Text section>
▼

Elevated serum levels of tumor markers have been inconsistent and nonspecific. In a review by Takamatsu et al. [19], six patients had elevated levels of carbohydrate antigen (CA) 19-9 and carcinoembryonic antigen (CEA) out of 14 cases. Kaiserling et al. [20] reported very high concentration of CEA (5,000 ng/mL) and CA 19-9(187 U/L) in the cyst fluid in spite of a completely benign histology. He also found that epithelial cells lining the cyst were immunoreactive to CEA and CA 19-9 similar to the lining cells of the pancreatic ducts. Similar findings were reported by Hamamoto et al. [21], suggesting a possible histiogenesis from pancreatic duct cells. Three of our patients among six had elevated serum CA 19-9. However, we did not investigate tumor marker levels in the cyst fluid.
Malignant transformation of a lymphoepithelial cyst of the pancreas has not been reported. However, Misonou et al. [22] reported mucoepidermoid carcinoma arising within a branchiogenic lymphoepithelial cyst in the neck (considering the postulated histiogenesis of lymphoepithelial cysts to be of ectopic branchial cleft remnant in pancreas, there is a theoretical possibility of malignancy in lymphoepithelial cysts of the pancreas and danger of dissemination of the cells by a fine needle aspiration biopsy, but this has not been reported.) Elevated tumor markers cannot reliably be used as an indicator for malignancy as up to about 30- 40% of lymphoepithelial cysts of the pancreas have raised serum levels of CEA and CA 19-9 despite a completely benign pathology.
In conclusion a definitive diagnosis of lymphoepithelial cyst often cannot be made solely based on preoperative imaging, whether CT or MRI. The addition of EUS-guided FNA and/or core biopsy coupled with biochemical/tumor marker studies are increasingly being used to increase the diagnostic accuracy and, in a recent small series, six out of nine patients could be offered a conservative approach of wait and watch based on the typical FNA cytology findings [17]. As larger series are needed to validate this approach, lymphoepithelial cyst still continues to present a diagnostic dilemma and surgical resection is often offered due to the clinical concern for a malignant or pre-malignant cystic pancreatic lesion.

▲

Recorded data>
▼

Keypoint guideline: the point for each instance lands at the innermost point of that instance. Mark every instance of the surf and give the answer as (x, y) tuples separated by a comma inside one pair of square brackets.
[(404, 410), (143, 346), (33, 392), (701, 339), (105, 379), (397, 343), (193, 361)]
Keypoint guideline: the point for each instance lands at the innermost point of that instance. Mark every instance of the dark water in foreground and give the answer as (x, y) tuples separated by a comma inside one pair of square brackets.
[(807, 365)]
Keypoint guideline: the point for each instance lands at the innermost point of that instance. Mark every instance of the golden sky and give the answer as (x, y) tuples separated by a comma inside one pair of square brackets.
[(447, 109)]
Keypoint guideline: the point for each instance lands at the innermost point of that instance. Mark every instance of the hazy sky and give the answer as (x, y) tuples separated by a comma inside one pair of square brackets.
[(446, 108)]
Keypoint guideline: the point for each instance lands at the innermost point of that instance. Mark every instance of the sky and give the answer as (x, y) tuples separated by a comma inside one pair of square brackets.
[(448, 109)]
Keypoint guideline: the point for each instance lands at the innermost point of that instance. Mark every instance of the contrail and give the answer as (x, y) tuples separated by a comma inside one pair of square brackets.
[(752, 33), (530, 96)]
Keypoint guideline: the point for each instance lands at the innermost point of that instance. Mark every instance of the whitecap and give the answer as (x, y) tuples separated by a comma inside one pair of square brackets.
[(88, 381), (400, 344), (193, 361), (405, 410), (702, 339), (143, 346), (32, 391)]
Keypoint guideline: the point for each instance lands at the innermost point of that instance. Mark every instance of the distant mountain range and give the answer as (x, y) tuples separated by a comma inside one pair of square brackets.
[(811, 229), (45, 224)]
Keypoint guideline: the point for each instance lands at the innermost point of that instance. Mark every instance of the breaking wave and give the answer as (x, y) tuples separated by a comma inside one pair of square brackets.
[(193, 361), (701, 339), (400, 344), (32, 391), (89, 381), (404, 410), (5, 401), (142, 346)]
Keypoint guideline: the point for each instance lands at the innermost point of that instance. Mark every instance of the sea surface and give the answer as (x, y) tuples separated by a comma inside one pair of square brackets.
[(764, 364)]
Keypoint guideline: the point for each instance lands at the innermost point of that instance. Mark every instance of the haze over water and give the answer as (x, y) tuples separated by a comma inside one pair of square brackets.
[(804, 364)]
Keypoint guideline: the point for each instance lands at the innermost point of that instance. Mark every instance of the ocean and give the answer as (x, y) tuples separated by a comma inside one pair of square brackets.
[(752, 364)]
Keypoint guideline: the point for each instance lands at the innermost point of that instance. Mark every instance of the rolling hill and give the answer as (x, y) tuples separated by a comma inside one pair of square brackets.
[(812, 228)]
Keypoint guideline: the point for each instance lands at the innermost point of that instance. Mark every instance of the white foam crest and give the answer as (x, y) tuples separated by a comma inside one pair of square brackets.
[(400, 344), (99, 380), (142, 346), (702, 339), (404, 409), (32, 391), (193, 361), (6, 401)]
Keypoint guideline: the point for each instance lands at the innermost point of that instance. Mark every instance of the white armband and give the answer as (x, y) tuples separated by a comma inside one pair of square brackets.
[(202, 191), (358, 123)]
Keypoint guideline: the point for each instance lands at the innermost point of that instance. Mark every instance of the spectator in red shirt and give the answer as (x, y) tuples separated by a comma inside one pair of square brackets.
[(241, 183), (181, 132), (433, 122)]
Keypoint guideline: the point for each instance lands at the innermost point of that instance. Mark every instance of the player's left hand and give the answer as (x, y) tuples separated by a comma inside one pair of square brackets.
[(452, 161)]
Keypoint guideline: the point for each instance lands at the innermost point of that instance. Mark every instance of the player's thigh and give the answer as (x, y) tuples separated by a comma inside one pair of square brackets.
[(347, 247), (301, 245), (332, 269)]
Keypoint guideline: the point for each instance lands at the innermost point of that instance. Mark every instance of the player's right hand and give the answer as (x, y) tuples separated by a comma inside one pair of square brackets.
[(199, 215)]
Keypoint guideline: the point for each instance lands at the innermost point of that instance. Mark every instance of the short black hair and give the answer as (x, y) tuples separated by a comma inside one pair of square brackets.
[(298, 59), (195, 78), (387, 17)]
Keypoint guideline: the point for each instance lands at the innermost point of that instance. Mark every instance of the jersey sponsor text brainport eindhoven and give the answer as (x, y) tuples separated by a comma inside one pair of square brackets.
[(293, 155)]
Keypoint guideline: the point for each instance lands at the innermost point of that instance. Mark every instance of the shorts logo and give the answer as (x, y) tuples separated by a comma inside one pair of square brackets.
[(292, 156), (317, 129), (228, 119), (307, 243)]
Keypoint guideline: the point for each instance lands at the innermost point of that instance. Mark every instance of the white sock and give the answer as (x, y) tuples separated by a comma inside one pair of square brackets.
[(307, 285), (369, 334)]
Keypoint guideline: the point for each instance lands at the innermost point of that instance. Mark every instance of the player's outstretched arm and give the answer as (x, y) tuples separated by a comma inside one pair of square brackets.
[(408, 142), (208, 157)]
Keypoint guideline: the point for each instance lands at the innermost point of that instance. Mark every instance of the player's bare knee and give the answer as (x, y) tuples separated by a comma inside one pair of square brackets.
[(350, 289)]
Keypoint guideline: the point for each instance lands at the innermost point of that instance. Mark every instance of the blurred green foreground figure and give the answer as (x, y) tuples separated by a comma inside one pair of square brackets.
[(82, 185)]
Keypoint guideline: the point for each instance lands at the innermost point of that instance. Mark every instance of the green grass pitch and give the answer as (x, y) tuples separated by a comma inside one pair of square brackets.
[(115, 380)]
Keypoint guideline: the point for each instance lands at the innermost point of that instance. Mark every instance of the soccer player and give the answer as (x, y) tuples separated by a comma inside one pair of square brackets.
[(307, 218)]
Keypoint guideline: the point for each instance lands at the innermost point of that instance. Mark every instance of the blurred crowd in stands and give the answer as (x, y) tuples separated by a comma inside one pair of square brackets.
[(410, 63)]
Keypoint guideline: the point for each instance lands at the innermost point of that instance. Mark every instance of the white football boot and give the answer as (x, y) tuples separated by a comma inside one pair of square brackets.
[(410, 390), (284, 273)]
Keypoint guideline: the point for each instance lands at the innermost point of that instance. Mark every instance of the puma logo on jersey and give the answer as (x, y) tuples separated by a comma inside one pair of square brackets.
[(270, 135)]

▲

What this exercise asks>
[1] Repeat the portion of the text on pancreatic lymphoepithelial cysts starting at "Malignant transformation of" and ending at "completely benign pathology.".
[2] In the text on pancreatic lymphoepithelial cysts, what CEA concentration did Kaiserling et al. find in the cyst fluid?
[3] List every author group cited by name with "et al." in the text on pancreatic lymphoepithelial cysts.
The rows are separate material, unrelated to the text on pancreatic lymphoepithelial cysts.

Answers to the exercises>
[1]
Malignant transformation of a lymphoepithelial cyst of the pancreas has not been reported. However, Misonou et al. [22] reported mucoepidermoid carcinoma arising within a branchiogenic lymphoepithelial cyst in the neck (considering the postulated histiogenesis of lymphoepithelial cysts to be of ectopic branchial cleft remnant in pancreas, there is a theoretical possibility of malignancy in lymphoepithelial cysts of the pancreas and danger of dissemination of the cells by a fine needle aspiration biopsy, but this has not been reported.) Elevated tumor markers cannot reliably be used as an indicator for malignancy as up to about 30- 40% of lymphoepithelial cysts of the pancreas have raised serum levels of CEA and CA 19-9 despite a completely benign pathology.

[2] 5,000 ng/mL

[3]
Takamatsu et al.
Kaiserling et al.
Hamamoto et al.
Misonou et al.